*To be done:*
Put the records from the line containing "Ground pool deck" through the line containing "left=175, top=646, right=282, bottom=760" into a Markdown table with the columns No. and Record Line, one row per line, with blank lines omitted.

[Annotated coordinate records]
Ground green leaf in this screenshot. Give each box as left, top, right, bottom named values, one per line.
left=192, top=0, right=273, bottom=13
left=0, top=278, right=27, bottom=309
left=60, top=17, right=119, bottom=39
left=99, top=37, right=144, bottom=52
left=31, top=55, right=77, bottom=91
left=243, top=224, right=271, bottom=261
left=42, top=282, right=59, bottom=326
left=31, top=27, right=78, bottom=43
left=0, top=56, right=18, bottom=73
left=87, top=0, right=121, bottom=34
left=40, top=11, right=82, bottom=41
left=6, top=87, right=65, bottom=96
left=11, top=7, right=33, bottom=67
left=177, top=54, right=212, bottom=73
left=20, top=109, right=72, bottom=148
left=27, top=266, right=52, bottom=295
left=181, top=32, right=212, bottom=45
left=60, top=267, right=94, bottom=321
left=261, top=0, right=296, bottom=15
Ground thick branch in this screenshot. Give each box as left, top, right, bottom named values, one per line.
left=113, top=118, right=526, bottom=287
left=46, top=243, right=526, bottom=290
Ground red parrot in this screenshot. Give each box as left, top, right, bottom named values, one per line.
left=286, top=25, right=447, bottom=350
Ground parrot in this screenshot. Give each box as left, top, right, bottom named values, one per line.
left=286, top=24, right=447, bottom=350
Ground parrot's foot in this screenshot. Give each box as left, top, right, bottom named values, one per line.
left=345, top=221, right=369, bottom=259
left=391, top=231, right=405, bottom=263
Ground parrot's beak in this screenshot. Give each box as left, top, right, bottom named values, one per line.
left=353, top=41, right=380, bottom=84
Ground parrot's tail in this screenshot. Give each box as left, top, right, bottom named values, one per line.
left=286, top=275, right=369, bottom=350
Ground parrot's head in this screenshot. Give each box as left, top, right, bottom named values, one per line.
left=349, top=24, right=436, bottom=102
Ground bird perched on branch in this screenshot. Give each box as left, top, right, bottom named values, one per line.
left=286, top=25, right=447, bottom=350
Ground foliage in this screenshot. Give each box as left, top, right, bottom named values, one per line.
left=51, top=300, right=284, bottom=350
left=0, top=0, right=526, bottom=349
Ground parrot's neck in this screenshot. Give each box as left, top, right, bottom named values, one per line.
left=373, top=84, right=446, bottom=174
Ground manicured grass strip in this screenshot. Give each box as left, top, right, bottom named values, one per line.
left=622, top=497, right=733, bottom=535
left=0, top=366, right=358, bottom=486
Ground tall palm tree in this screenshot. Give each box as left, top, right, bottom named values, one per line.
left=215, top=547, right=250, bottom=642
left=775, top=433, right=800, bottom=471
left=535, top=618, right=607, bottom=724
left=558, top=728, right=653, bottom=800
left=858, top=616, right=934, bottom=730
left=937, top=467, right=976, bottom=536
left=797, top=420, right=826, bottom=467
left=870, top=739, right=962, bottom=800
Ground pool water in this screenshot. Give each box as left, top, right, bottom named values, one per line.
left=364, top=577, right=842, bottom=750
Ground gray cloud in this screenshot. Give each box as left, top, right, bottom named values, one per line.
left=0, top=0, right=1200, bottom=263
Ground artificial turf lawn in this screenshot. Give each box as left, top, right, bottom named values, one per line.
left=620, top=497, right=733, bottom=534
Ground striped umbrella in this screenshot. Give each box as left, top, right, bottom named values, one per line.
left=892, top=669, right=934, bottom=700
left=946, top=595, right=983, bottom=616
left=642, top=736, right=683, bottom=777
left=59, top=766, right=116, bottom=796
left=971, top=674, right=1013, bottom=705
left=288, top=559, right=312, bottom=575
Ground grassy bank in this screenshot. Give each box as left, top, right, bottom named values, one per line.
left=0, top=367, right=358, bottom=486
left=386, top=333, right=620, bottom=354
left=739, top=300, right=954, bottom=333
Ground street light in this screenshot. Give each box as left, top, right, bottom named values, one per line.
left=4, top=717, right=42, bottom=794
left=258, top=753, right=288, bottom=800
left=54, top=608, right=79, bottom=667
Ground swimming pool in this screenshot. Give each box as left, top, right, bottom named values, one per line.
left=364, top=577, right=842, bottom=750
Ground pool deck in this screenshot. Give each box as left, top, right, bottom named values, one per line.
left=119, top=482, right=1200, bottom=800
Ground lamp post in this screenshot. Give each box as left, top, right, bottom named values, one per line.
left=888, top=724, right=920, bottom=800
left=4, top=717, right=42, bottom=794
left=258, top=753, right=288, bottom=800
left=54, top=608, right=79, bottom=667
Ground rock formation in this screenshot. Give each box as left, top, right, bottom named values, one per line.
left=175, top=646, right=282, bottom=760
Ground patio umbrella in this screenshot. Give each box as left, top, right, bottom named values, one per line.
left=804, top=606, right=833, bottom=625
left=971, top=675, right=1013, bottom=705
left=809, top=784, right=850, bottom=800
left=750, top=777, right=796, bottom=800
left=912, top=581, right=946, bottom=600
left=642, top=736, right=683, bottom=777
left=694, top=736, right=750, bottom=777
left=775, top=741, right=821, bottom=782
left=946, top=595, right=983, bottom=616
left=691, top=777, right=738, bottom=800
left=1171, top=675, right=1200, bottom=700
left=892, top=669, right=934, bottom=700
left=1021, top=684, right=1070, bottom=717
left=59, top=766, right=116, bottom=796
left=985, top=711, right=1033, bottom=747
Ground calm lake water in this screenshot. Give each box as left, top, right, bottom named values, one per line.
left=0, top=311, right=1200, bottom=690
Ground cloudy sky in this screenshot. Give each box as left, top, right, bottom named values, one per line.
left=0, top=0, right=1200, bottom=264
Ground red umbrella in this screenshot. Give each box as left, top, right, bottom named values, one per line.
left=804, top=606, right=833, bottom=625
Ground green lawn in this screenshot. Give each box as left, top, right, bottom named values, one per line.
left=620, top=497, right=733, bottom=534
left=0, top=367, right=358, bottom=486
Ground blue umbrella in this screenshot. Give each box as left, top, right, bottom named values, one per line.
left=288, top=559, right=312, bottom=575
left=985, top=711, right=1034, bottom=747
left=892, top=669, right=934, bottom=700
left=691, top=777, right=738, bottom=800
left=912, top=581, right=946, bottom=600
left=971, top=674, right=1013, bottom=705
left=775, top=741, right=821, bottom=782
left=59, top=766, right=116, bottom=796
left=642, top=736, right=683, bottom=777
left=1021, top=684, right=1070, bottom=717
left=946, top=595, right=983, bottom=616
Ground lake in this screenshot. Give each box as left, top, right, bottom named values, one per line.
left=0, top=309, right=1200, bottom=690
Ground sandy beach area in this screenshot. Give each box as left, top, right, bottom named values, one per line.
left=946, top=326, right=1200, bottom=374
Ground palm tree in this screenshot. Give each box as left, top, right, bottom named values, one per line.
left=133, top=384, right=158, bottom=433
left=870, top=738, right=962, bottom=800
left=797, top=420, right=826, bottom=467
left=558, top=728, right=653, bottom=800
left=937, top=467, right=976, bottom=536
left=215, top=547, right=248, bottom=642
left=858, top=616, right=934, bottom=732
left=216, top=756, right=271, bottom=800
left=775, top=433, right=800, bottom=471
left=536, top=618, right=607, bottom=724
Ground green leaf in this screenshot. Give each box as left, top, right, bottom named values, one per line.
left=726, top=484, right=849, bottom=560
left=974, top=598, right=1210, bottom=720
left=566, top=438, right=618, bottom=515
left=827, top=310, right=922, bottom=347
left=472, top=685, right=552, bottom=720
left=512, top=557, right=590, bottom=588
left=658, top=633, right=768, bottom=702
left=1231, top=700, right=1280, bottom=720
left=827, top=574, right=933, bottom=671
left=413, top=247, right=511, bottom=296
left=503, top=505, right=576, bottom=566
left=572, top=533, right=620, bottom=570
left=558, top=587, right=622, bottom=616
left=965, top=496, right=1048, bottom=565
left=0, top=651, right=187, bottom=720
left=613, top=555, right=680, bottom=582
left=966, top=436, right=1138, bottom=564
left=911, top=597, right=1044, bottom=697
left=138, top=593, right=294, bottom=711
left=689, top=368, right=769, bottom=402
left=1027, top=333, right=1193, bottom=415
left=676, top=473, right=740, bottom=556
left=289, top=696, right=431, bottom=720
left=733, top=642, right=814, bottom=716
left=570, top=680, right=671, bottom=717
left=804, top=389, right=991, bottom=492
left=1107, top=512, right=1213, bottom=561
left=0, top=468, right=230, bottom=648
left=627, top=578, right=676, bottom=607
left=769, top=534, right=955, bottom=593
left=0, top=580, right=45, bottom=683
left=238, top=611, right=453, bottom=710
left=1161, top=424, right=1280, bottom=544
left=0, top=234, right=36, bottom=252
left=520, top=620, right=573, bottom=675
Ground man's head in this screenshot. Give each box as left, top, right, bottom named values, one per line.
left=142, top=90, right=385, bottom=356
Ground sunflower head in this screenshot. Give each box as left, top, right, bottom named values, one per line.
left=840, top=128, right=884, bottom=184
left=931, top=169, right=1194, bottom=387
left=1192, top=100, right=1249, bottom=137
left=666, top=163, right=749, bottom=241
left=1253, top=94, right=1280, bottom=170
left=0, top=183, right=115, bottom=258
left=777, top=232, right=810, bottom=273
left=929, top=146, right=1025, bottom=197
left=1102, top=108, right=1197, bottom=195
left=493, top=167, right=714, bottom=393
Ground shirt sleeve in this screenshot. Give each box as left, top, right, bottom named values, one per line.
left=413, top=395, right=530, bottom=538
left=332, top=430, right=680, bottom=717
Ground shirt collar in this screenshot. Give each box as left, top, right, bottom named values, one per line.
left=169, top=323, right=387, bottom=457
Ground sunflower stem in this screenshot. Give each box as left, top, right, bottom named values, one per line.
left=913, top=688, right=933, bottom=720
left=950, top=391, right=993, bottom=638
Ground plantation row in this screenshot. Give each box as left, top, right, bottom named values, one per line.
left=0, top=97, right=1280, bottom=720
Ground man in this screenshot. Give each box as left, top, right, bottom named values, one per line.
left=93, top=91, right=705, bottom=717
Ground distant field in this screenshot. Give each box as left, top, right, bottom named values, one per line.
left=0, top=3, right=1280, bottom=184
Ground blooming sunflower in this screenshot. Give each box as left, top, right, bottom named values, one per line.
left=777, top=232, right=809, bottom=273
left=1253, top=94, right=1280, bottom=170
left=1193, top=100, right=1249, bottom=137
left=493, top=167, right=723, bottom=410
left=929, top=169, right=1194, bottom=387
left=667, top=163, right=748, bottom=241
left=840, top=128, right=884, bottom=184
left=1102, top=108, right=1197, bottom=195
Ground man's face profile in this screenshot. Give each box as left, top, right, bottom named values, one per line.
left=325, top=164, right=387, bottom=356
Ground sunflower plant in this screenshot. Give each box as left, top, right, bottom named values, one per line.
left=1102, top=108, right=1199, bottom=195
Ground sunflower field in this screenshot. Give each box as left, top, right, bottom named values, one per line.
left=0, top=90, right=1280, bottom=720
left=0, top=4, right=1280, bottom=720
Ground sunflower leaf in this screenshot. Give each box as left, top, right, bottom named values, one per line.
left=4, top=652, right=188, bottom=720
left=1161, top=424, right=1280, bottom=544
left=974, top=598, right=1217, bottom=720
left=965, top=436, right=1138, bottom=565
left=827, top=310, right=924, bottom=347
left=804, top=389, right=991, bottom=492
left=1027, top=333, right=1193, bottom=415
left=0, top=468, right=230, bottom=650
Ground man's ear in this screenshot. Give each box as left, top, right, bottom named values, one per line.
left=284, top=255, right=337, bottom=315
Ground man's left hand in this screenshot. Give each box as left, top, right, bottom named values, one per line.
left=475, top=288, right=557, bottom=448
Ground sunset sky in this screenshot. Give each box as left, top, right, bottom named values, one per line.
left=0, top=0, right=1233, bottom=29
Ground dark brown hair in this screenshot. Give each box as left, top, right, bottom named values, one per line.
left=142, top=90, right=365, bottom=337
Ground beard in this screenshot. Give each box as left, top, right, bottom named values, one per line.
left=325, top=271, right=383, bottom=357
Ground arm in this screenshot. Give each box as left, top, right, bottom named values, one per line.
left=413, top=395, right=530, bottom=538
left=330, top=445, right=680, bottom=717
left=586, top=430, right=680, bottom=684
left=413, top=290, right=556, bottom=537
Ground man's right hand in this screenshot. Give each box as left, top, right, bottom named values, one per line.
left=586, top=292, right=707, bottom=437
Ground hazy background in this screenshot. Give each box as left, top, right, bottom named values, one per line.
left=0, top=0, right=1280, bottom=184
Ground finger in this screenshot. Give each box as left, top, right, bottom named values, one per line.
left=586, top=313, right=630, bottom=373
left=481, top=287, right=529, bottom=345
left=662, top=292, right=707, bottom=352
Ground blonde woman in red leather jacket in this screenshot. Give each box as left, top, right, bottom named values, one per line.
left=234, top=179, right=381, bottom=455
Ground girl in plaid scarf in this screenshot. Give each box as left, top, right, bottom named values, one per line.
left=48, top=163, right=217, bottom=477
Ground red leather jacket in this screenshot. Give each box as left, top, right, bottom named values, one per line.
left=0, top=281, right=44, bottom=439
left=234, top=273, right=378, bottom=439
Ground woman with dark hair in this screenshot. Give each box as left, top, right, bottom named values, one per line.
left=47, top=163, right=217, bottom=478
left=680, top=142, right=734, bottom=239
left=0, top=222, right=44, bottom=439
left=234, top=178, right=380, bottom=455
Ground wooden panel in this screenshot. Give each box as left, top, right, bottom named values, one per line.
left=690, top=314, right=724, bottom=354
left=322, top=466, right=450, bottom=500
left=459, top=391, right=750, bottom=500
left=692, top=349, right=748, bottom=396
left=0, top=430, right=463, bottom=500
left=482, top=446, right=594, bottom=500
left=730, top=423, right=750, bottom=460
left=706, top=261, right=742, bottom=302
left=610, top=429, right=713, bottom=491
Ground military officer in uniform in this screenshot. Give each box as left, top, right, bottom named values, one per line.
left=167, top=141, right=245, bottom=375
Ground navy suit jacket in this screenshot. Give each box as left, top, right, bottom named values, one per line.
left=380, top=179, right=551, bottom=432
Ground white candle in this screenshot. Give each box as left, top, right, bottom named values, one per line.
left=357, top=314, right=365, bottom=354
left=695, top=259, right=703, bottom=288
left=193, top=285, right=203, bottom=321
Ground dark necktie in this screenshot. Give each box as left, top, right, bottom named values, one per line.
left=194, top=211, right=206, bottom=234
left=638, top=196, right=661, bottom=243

*Expected answer:*
| No. | Record Line |
|---|---|
| 1 | Ground pool deck in this screenshot. Give each box as left, top, right, bottom named values, one per line. |
| 2 | left=119, top=482, right=1200, bottom=800 |
| 3 | Ground lamp post in this screenshot. Give each box as left, top, right, bottom named values, one per line. |
| 4 | left=888, top=724, right=920, bottom=800 |
| 5 | left=4, top=717, right=42, bottom=794 |
| 6 | left=258, top=753, right=288, bottom=800 |
| 7 | left=54, top=608, right=79, bottom=667 |
| 8 | Ground rock formation in this screenshot. Give each box as left, top, right, bottom named values, one per line. |
| 9 | left=175, top=646, right=282, bottom=760 |